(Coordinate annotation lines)

##############################

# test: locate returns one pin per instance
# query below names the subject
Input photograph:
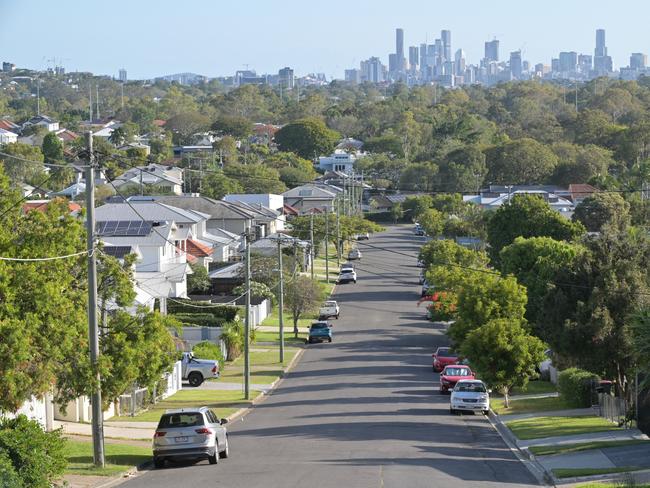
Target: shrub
(37, 457)
(208, 350)
(200, 319)
(575, 387)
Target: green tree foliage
(522, 161)
(603, 209)
(217, 185)
(308, 138)
(536, 262)
(52, 148)
(528, 216)
(503, 354)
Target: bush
(37, 457)
(208, 350)
(226, 312)
(200, 319)
(575, 387)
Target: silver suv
(190, 433)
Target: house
(304, 198)
(167, 179)
(162, 268)
(42, 121)
(7, 137)
(338, 161)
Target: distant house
(304, 198)
(42, 121)
(7, 137)
(168, 179)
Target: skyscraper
(445, 35)
(492, 51)
(602, 62)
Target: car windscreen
(470, 387)
(172, 420)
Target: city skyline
(150, 42)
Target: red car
(442, 357)
(452, 374)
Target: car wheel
(195, 378)
(225, 454)
(214, 458)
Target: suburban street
(363, 411)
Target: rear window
(172, 420)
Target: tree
(528, 216)
(52, 148)
(302, 295)
(503, 354)
(519, 162)
(217, 185)
(536, 262)
(307, 138)
(603, 209)
(198, 281)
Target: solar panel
(132, 228)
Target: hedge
(575, 387)
(199, 319)
(225, 312)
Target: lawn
(528, 405)
(540, 427)
(582, 446)
(574, 472)
(223, 402)
(119, 458)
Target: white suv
(190, 433)
(470, 395)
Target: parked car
(347, 275)
(190, 433)
(319, 332)
(470, 395)
(442, 357)
(452, 374)
(329, 309)
(195, 371)
(354, 254)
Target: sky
(216, 37)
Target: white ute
(329, 309)
(195, 371)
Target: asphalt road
(363, 411)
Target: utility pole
(93, 332)
(327, 238)
(281, 300)
(311, 248)
(247, 324)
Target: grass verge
(528, 405)
(581, 446)
(119, 458)
(575, 472)
(223, 402)
(540, 427)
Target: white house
(168, 179)
(7, 137)
(338, 161)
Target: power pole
(281, 301)
(327, 238)
(247, 330)
(311, 248)
(93, 332)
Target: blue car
(320, 332)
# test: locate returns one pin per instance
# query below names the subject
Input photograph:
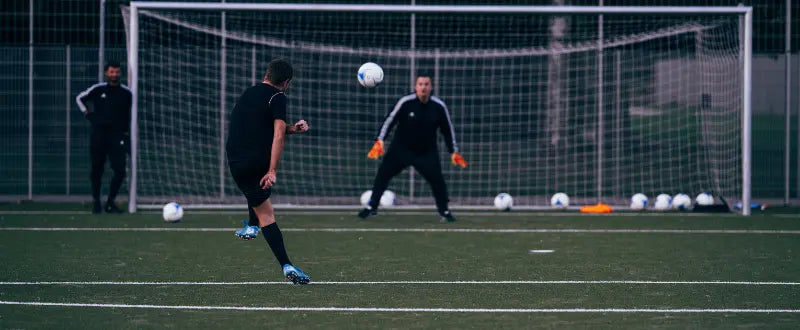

##############################

Prompt: Copy out every one of the lines above verbatim, omitting the pictures from your answer.

Task response:
# test: locate returns one pin per instance
# query below names the subject
Input photograph:
Target: shrub
(37, 457)
(208, 350)
(200, 319)
(575, 387)
Target: green tree foliage
(522, 161)
(603, 209)
(217, 185)
(308, 138)
(536, 262)
(52, 148)
(528, 216)
(503, 354)
Target: bush
(37, 457)
(208, 350)
(226, 312)
(200, 319)
(575, 387)
Target: silver suv
(190, 433)
Target: house
(304, 198)
(167, 179)
(162, 268)
(42, 121)
(7, 137)
(338, 161)
Target: distant house
(304, 198)
(42, 121)
(7, 137)
(168, 179)
Target: skyscraper
(445, 35)
(492, 51)
(602, 62)
Target: car windscreen
(470, 387)
(172, 420)
Target: city skyline
(150, 42)
Target: red car
(442, 357)
(452, 374)
Target: car wheel
(195, 378)
(225, 454)
(214, 458)
Target: suburban street
(363, 411)
Target: rear window
(172, 420)
Target: tree
(528, 216)
(52, 148)
(302, 295)
(503, 354)
(519, 162)
(217, 185)
(536, 262)
(307, 138)
(603, 209)
(198, 281)
Target: solar panel
(132, 228)
Target: hedge
(575, 387)
(199, 319)
(225, 312)
Target: lawn
(528, 405)
(540, 427)
(582, 446)
(574, 472)
(223, 402)
(119, 458)
Target: white suv
(190, 433)
(470, 395)
Target: parked car
(347, 275)
(190, 433)
(319, 332)
(470, 395)
(442, 357)
(452, 374)
(329, 309)
(195, 371)
(354, 254)
Target: sky
(216, 37)
Target: white ute
(329, 309)
(195, 371)
Target: asphalt road
(363, 411)
Target: utility pole
(93, 332)
(327, 238)
(281, 300)
(311, 248)
(247, 324)
Target: grass verge
(528, 405)
(581, 446)
(119, 458)
(575, 472)
(223, 402)
(540, 427)
Target: white house
(168, 179)
(7, 137)
(338, 161)
Target: power pole
(281, 301)
(327, 238)
(247, 330)
(311, 248)
(93, 332)
Target: blue car
(320, 332)
# test: locate returns one pin per instance
# query below names the subject
Input photograph:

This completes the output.